[Start Exercise materials]

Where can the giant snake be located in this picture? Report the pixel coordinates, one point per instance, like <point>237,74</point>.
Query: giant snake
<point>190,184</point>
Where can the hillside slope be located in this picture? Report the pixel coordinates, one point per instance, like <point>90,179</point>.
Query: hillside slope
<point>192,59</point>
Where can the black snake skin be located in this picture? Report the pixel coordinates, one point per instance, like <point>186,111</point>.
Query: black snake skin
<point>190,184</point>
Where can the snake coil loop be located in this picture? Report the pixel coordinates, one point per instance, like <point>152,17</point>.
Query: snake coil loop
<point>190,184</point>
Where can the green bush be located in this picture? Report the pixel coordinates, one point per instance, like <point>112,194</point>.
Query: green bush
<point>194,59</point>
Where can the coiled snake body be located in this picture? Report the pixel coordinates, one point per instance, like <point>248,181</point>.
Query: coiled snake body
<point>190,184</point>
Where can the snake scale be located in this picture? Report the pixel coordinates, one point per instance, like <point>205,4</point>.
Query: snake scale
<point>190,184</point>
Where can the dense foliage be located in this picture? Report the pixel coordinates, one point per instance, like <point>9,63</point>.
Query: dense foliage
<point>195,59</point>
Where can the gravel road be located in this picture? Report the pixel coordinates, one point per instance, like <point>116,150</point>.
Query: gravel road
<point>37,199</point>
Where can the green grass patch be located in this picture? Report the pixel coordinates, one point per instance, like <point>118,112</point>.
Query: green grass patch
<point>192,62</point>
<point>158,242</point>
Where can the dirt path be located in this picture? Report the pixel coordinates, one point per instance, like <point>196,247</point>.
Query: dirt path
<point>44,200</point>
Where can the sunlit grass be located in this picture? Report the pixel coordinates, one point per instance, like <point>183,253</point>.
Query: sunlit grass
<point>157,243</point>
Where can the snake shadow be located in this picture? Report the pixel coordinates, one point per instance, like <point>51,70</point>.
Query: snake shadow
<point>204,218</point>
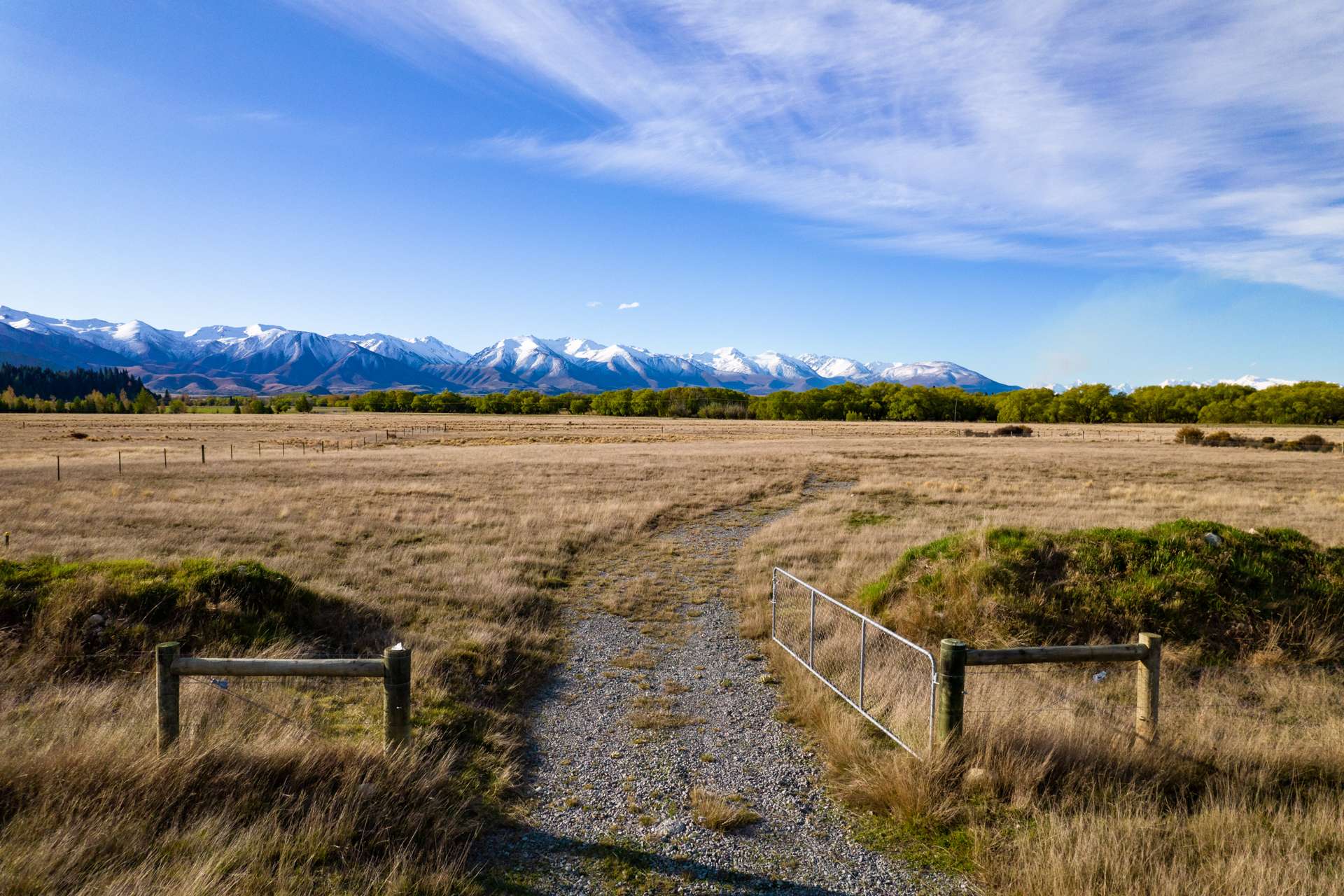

[End Exercise materials]

**What this task involves**. Transcribe all of the lines above word for word, leaving out the picture.

**Correct response**.
Where can the giant snake be located in this picture? Report the pixel coordinates, one point per instance, like <point>237,74</point>.
Query: giant snake
<point>190,184</point>
Where can the hillside slope be located in this picture? Report the pixel coordinates, one point per instance, like <point>90,179</point>.
Query: hillside slope
<point>192,59</point>
Where can the black snake skin be located in this picture? Report the pixel coordinates, one point per instance, like <point>186,111</point>.
Query: black snake skin
<point>190,184</point>
Where can the snake coil loop be located in this picture? Report the pixel coordinates, one point per instance, like <point>152,17</point>.
Query: snake coil loop
<point>190,184</point>
Where can the green bush be located in this picture? Report the pixel coordinates, one point per instance, like <point>112,194</point>.
Query: green bush
<point>194,59</point>
Where can the coiled snake body be located in this picture? Report the pixel coordinates, one point per instance, like <point>248,181</point>.
Query: coiled snake body
<point>190,184</point>
Where can the snake scale be located in this picture? Report the pixel coordinates, one point per instance, like <point>205,4</point>.
Query: snake scale
<point>190,184</point>
Where can the dense foliage be located in this picture? Report the pixel coordinates, one point per instance, like <point>9,63</point>.
Query: dense foliage
<point>195,59</point>
Where can the gravel road be located in this picture? Report the pixel coordinates, one point per instance, like <point>116,150</point>.
Query: gravel road
<point>37,199</point>
Where can the green grass patch be located in this picture? Report the pixel coordinates, one point per instance, like <point>118,112</point>.
Query: green grass patch
<point>192,62</point>
<point>158,242</point>
Where can the dirt path be located in this picture? Report the pixel coordinates, one point per instance, like <point>196,247</point>.
Query: dirt path
<point>44,200</point>
Where can the sunlit grass be located in this picture? Report the pixel coordinates, one point per instance, like <point>183,253</point>.
Query: sunlit grass
<point>157,243</point>
Where can the snake shadow be located in this picture? Report the pixel coordinates, one point per instance, like <point>51,70</point>.
Query: snake shadow
<point>204,218</point>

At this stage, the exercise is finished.